• _Document extract_
↓

Rooney's note: Pat Durkin slam-dunked this one. For most people, the validity of the science is based on whether or not it is congruent with their pre-existing beliefs or biases. These expensive studies will have zero effect on the hunting public's opinion of the DNR's deer management program or the quality of deer density estimates.
Sometime before or soon after the state's traditional nine-day gun season opens on Nov. 18, we'll be treated to the findings of two high-profile studies involving Wisconsin's ever-popular white-tailed deer.
One study is by the Legislative Audit Bureau, which analyzed Wisconsin's costly efforts to control chronic wasting disease.
The other is by a panel of noted national deer biologists, who analyzed the Department of Natural Resources' deer census methods.
We're all eager to read the reports, but here's a certainty: A year from now, about 40 percent of deer hunters will be unhappy. Many will claim there are no deer where they hunt. Just as many will say "the DNR is killing way too many deer" where they hunt.
Another certainty? Neither survey addresses the obvious: How do we kill too many deer if they aren't there, year after year?
The fact is, about 40 percent of deer hunters have cried wolf since 1930.
This is mere recreational griping. Yet politicians and the Natural Resources Board forever spend money on redundant studies, foolishly assuming malcontents hunger for knowledge.
A more useful study might ask: Why do political leaders respond to nonsense? Is it the malcontents' persistence? Their repetition? Their passion?
Is there a psychiatrist in the house?
If our leaders studied the past 75 years of Wisconsin deer hunting, they might concede it's too crazy to comprehend or change. They might then tell the DNR: "Hey, sorry for the misunderstanding. Here's the keys to a rubber room. I have schools to fund, businesses to rescue and air and water to cleanse. Do what you must."

↑

• _Your tasks_
1 > Reproduce the deer column word for word, everything from "The fact is, about" down to "repetition? Their passion?".
2 > Translate this sentence from the deer column into Spanish: "One study is by the Legislative Audit Bureau, which analyzed Wisconsin's costly efforts to control chronic wasting disease."
3 > Pick up the deer column after its final sentence and keep writing it.
The lines after this point have nothing to do with the deer column.

• _Material supplied_
↓

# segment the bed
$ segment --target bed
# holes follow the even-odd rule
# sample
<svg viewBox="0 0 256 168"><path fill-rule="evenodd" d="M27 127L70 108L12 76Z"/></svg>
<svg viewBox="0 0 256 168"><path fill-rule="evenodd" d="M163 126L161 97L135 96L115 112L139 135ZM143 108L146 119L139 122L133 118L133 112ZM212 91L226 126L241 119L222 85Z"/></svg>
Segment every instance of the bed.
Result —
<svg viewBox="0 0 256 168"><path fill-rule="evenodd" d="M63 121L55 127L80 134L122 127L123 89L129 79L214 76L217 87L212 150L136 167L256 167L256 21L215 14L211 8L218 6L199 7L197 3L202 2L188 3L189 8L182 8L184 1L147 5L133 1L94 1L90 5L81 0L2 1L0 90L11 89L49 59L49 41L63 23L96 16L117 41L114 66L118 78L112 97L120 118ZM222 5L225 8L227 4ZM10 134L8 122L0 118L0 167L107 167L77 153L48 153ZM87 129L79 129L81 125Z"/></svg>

↑

• _Expected responses_
1 >
The fact is, about 40 percent of deer hunters have cried wolf since 1930.
This is mere recreational griping. Yet politicians and the Natural Resources Board forever spend money on redundant studies, foolishly assuming malcontents hunger for knowledge.
A more useful study might ask: Why do political leaders respond to nonsense? Is it the malcontents' persistence? Their repetition? Their passion?

2 > Un estudio es de la Oficina de Auditoría Legislativa, que analizó los costosos esfuerzos de Wisconsin para controlar la enfermedad debilitante crónica.

3 >
Too harsh? Maybe, but just because some deer hunters have mastered the tantrum doesn't mean we must honor it.
Wisconsin has so many whitetails that in 2005, we shot more bucks on opening day of gun season, 74,880, than the combined buck-antlerless kills during the entire nine-day seasons in 1970, 72,844; 1971, 70,835; and 1972, 74,827.
Further, on opening day, the combined 2005 buck-antlerless kill was 138,608 deer. That one-day kill is more than any single year's regular-season total from 1930 through 1979, when we registered 125,570 deer. The 1980 nine-day kill was 139,624.
Now let's look at Wisconsin's 2005 opening weekend, in which the buck-antlerless kill was 195,735. Just so we're clear, that's almost 200,000 dead deer in two days. We killed a similar total, 197,600, during the nine-day season in 1983, which was a record harvest.
For fun, let's ignore the opening-weekend harvest from last year and just compare the season's final seven-day kill, which was 111,193. Only three times from 1930 through 1974 did Wisconsin deer hunters shoot more deer during the nine-day gun season. Since 1975, when we registered 117,378 deer, we've stayed far above 110,000.
In case you didn't notice, we haven't even discussed the other deer seasons. During 2005, we also killed 78,450 deer during archery season, 53,127 during the October and December gun seasons and 8,553 during muzzleloading season.
Those totals came during a year when the traditional gun season ranked only seventh all-time. For further perspective, 2005 also was one of 14 seasons during the past 17 in which gun hunters registered more than 300,000 deer.
Think about that: All those hunting opportunities and all those millions of bloody carcass tags, and yet a 2005 DNR survey found 44 percent of deer hunters think agency biologists overestimate the herd.
The 2005 survey also found 36 percent of deer hunters rated their hunt's quality as "fairly low" or "very low," and 42 percent rated their satisfaction 6 or lower on a 10-point scale.
And rational people question the supremacy of self-pity and mudslinging?
One would think politicians understand the power of negativity and would not allow the 40-percenters to frustrate the other 60 percent of deer hunters.
Then again, maybe our leaders view the 40-percenters as kindred spirits.